**Problem requirements:**
Reproduce every one of the lines below word for word, without changing or leaving out anything.

**Given information:**
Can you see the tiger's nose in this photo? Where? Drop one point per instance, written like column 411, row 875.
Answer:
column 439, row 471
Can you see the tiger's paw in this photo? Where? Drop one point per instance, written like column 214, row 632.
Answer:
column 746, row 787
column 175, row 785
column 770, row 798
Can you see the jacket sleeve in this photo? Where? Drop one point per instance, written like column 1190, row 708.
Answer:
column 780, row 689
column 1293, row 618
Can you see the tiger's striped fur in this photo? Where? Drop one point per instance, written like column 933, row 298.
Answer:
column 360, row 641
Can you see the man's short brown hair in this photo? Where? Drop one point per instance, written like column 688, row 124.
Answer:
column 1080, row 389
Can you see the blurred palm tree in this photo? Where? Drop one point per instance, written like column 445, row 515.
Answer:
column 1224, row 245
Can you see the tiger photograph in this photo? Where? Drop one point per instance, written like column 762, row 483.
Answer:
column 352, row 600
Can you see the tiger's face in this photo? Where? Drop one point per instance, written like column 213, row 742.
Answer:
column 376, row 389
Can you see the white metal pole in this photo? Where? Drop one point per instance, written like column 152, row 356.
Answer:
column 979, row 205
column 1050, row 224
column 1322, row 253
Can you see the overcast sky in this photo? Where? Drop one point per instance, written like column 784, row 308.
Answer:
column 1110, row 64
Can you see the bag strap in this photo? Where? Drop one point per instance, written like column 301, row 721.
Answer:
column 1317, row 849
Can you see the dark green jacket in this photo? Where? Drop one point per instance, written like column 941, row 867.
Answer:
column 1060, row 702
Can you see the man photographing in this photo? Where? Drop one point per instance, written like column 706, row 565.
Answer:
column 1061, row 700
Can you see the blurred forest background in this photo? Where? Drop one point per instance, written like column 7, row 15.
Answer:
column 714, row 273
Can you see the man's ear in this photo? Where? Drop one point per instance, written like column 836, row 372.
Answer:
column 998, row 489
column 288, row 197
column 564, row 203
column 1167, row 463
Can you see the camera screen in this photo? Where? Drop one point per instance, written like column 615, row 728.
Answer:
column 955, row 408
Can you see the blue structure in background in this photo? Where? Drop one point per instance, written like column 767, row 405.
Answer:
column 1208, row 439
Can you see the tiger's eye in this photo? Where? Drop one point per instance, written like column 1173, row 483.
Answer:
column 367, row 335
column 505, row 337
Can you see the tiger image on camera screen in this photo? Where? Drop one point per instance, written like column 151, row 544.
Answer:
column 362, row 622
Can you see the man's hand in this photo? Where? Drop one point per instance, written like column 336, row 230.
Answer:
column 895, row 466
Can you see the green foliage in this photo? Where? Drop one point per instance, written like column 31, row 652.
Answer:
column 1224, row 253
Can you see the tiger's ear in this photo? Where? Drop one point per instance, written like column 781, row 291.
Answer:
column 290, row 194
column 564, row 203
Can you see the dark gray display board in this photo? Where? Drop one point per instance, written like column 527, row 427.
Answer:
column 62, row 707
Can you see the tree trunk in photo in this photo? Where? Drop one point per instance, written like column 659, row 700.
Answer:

**The answer:**
Can you see the tiger's nose in this photo? Where? Drop one point per instance, written like column 411, row 875.
Answer:
column 439, row 471
Can you see the tiger's paw in this photo? Where? Drop one point per instance, written like column 214, row 632.
Answer:
column 746, row 787
column 175, row 785
column 770, row 798
Can you see the jacket sleeve in this photo? Where? Drop one point per instance, written like column 1190, row 708.
Answer:
column 780, row 689
column 1293, row 618
Can you see the tiger's striped fur in this photo? Where? Drop one point per instance, written like column 933, row 298.
Answer:
column 360, row 641
Can you see the man's short brown hair in this photo? Where? Drop one point per instance, written like column 688, row 124.
Answer:
column 1080, row 389
Can you see the blurred palm tree in this photo? Where? Drop one point per instance, written like column 445, row 515.
Answer:
column 1224, row 245
Can you see the tiger photograph in this photo? Where? Drop one point per instance, written like column 762, row 483.
Answer:
column 352, row 600
Can you see the tiger's face in this photo? Where? Drop one point per instance, written like column 213, row 742.
Answer:
column 376, row 389
Can you see the white metal pole in this photo? Where? Drop one point per instance, written like column 152, row 356.
Answer:
column 979, row 205
column 1050, row 224
column 1322, row 253
Can you see the overcast sky in this photo? Where? Drop one point per instance, written like column 784, row 308.
Answer:
column 1110, row 64
Can you see the bag strap in this photo? Where? Drop one point per instance, written like column 301, row 721.
Answer:
column 1317, row 849
Can you see the dark green jacket in this photo? Where? Drop one point per instance, written like column 941, row 867.
Answer:
column 1060, row 702
Can you see the man photographing in this photo? Where? Drop one point per instance, written like column 706, row 565.
Answer:
column 1061, row 700
Can you see the blurred forest background in this photo? Where? Drop one point per instance, written like column 7, row 15.
Answer:
column 714, row 273
Can you see the man's ear in this photo? Where? Drop one point per instance, written like column 836, row 372.
Answer:
column 998, row 489
column 288, row 197
column 564, row 203
column 1167, row 463
Can you see the camera screen in this photo? Where? Drop one point per instance, written like column 615, row 728.
Answer:
column 955, row 408
Can you see the blue structure in background in this photo? Where? Drop one point per instance, written like column 767, row 405.
Answer:
column 1208, row 439
Can you see the tiger's eye in this photo? Where? Drop one point per instance, written like column 1173, row 483.
Answer:
column 367, row 335
column 505, row 337
Can you see the tiger image on camera screen in this photo? Where? Drop one point per instance, written like column 151, row 544.
Answer:
column 362, row 622
Can you see the man's hand in this photo? Where? Drop one point per instance, written like column 336, row 230.
Answer:
column 895, row 466
Can you see the green foliage in this photo? Where? Drop one point per instance, written like column 31, row 652.
Answer:
column 1224, row 253
Can you see the tiger's ear in this photo? Where? Drop one point per instance, written like column 781, row 291.
Answer:
column 290, row 194
column 564, row 203
Can you see the dark gray display board in this photo? Where? Drop one point per instance, written like column 527, row 427.
Answer:
column 62, row 707
Can you see the tree trunk in photo in this photo? Where? Drop one point per instance, written like column 659, row 700.
Answer:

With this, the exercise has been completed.